◆ About this exercise: Everything in the listing must be repeated word for word.

★ ★ ★

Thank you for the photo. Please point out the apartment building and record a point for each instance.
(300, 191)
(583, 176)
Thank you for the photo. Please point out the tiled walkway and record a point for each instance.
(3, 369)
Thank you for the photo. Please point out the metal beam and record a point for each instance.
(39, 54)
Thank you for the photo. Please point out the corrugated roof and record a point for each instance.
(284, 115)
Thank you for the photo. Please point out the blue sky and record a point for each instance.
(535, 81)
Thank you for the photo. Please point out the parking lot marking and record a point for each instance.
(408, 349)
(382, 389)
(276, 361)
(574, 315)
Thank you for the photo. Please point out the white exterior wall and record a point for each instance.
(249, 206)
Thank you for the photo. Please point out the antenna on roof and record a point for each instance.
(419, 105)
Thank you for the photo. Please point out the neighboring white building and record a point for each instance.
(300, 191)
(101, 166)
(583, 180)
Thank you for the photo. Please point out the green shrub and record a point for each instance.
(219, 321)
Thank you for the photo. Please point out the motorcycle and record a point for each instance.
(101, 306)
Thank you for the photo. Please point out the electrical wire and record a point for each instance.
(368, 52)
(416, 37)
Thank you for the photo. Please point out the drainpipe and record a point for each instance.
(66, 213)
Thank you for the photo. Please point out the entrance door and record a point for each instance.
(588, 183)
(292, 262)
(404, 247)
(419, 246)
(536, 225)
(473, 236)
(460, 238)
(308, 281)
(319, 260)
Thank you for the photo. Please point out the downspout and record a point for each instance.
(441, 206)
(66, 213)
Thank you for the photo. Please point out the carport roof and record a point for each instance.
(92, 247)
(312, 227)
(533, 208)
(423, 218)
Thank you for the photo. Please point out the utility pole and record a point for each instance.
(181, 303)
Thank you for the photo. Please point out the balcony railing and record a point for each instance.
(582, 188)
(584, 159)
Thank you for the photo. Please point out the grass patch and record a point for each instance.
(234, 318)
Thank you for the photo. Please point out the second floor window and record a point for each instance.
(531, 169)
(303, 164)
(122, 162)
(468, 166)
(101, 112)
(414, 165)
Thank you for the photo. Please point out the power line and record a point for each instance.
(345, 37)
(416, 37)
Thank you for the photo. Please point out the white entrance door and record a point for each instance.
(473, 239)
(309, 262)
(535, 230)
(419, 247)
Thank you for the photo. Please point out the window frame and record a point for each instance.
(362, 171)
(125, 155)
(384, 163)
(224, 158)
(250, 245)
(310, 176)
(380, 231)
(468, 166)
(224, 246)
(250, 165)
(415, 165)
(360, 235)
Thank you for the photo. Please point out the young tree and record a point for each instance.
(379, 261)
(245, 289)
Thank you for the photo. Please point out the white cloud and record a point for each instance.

★ ★ ★

◆ Written solution:
Thank you for the photo. Please point out the apartment building and record a point for each instance.
(300, 191)
(583, 176)
Thank you for the photo. Please point out the tiled walkway and record a point for each instance.
(3, 369)
Thank you for the photo. Please point out the metal beam and record a point for each instance.
(39, 54)
Thank you for the photo. Please point out the corrugated roof and record a point for each instance.
(284, 115)
Thank you for the photo. Please point out the blue sky and record a point for each instance.
(535, 81)
Thank you for the photo. Please point out the parking lot marking and record a point for each instance.
(408, 349)
(382, 389)
(276, 361)
(574, 315)
Thank you for the photo. Please point out the white exterior wall and record a point for each instance.
(249, 206)
Thank you for the photo. Please point out the antenna on roof and record a point for each instance.
(419, 105)
Thank you for the photo. Please point out the neighboring white building and record a point for each instance.
(300, 191)
(101, 166)
(583, 180)
Thank you for the photo. Please point out the green shrub and record a point for each instance.
(219, 321)
Thank you for the photo. Please point out the motorcycle and record a point for each instance.
(101, 306)
Thank you for the photo. Please point out the electrical wire and record a point for each instance.
(368, 52)
(416, 37)
Thank you for the photo. Please point out the drainpipe and record a point for each instance.
(66, 213)
Thank you for the photo. Please point out the entrance door and record a point for each instance.
(588, 183)
(292, 262)
(404, 247)
(419, 246)
(536, 225)
(473, 236)
(460, 238)
(308, 281)
(319, 260)
Thank you for the photo. Please point out the downspout and record a point for each instance.
(441, 206)
(66, 213)
Thank you for the photo. Please point out the carport roof and record a point for each instance.
(92, 247)
(312, 227)
(533, 208)
(423, 218)
Thank you for the photo. Please point out the utility pole and record a point for each instance.
(181, 303)
Thank you for the photo. Please point out the balcony railing and record a point for each instance.
(582, 188)
(584, 159)
Thank you for the photo. Please point out the grass patch and record a point for each instance.
(234, 318)
Thank you for the photo. Please point out the second floor window and record a point for each instance.
(531, 169)
(303, 164)
(122, 162)
(468, 166)
(101, 112)
(414, 165)
Thank you for the photo. Please point out the power line and record a point for each instance.
(345, 37)
(416, 37)
Thank you for the photo. Please point out the white entrance door and record a point for each instance.
(473, 239)
(309, 262)
(535, 230)
(419, 247)
Thank you for the photo. Please point out the window frame and record a point for each instance.
(362, 171)
(125, 155)
(384, 163)
(224, 158)
(250, 245)
(310, 176)
(380, 231)
(468, 166)
(224, 246)
(250, 165)
(415, 165)
(360, 235)
Thank you for the photo. Please point out the young tree and record a point for each instance.
(379, 261)
(245, 289)
Thank you for the photo. Please point out the white cloud and record a point for each instance.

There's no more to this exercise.